**Instruction:** Render every line of the items below as a numbered list, skipping blank lines and leaving the pictures out.

**Material for this task:**
• • • • •
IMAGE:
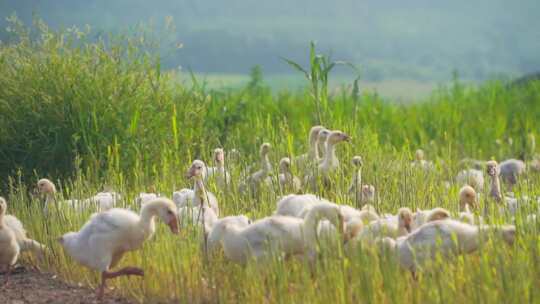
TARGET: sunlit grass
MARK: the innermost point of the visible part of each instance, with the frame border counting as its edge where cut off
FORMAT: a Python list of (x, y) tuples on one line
[(93, 114)]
• • • • •
**Reply:**
1. IMAGE:
2. TARGET: sunlit grass
3. MARK: the innermost point of the visible part of each instance, with the frame border counting as its edge where cut off
4. FORMAT: a Python list of (x, y) tuples on one line
5. [(93, 114)]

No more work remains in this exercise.